**Task statement:**
Write out all the records below again, switching each "marker" to "dot" and leaving everything else as it is.

**Supplied material:**
.....

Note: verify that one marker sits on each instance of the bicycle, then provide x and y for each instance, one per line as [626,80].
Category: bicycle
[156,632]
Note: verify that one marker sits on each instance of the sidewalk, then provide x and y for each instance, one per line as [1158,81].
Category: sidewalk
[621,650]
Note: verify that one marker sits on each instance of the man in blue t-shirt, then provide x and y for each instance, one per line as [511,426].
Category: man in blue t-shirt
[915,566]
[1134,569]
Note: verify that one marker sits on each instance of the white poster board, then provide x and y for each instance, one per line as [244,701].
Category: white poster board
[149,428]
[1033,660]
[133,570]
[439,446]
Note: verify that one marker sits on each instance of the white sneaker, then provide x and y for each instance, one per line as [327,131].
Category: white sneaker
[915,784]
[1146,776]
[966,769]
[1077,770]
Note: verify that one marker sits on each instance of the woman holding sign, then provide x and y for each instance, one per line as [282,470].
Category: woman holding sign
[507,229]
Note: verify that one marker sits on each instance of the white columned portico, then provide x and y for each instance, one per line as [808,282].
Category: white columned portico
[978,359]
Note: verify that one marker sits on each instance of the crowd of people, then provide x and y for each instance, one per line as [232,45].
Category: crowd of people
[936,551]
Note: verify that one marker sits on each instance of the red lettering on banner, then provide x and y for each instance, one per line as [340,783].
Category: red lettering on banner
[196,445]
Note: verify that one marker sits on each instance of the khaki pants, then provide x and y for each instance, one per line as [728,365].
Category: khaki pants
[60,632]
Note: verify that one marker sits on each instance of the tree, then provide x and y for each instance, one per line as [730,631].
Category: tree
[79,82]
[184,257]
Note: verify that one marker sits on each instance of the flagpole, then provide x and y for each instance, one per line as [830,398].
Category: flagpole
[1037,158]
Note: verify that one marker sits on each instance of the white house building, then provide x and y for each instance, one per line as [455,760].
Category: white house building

.....

**Reply to the task:**
Note: verify that one dot sits on each instance of the bicycle, then provide x and y for each instance, one per line as [626,80].
Category: bicycle
[156,632]
Note: verify that one dot sits on each instance of the sidewalk, then provide x and y for each instance, one per line as [1158,81].
Category: sidewalk
[621,650]
Note: verify that one dot sits on each instance of the man in blue t-shirt, then provide x and y for each instance, one per line as [511,426].
Category: man in blue t-shirt
[915,566]
[1134,569]
Note: verify that one dot sits on each instance of the white poster board, then provide x and y for each instance, one per line as [244,701].
Category: white poster board
[149,428]
[1033,660]
[133,570]
[439,446]
Note: verify that one dot sits on each instance of the white sneaker, then provide x and y for each instance, one per line as [327,131].
Category: white sneaker
[915,784]
[1146,776]
[966,769]
[1077,770]
Note: verify that one dot sits on each instance of the woman holding sign, then provide x and y for each instance, one per line as [282,470].
Category: woman holding sign
[507,229]
Note: verify that one dot sits on each instance of the white columned portico, then provide x and y for each instance, one per line as [808,282].
Category: white columned portico
[978,359]
Note: verify that one dot sits on each instance of the crowd of people, then provide x and y for each instance, one per line as [232,45].
Category: crowd of people
[936,551]
Note: verify that one dot sits on each instance of the red lettering on banner, then provide x and y for each instance, one per line as [340,783].
Category: red lettering on banner
[196,445]
Note: verify that one dot sits on each instance of the khaki pants, then provide x and y for each instance, one per line as [728,365].
Category: khaki pants
[60,632]
Note: verify that one dot sits on each instance of the tree, then provide x and y for each instance, one per line as [730,631].
Category: tree
[79,82]
[184,257]
Note: verify that one dot sits on each instance of the flagpole, then provide x and y for each instance, one per line as [830,398].
Category: flagpole
[1037,158]
Note: verify that one dot sits on each instance of the white house building, then provide x and y for each instance, one per line as [455,760].
Category: white house building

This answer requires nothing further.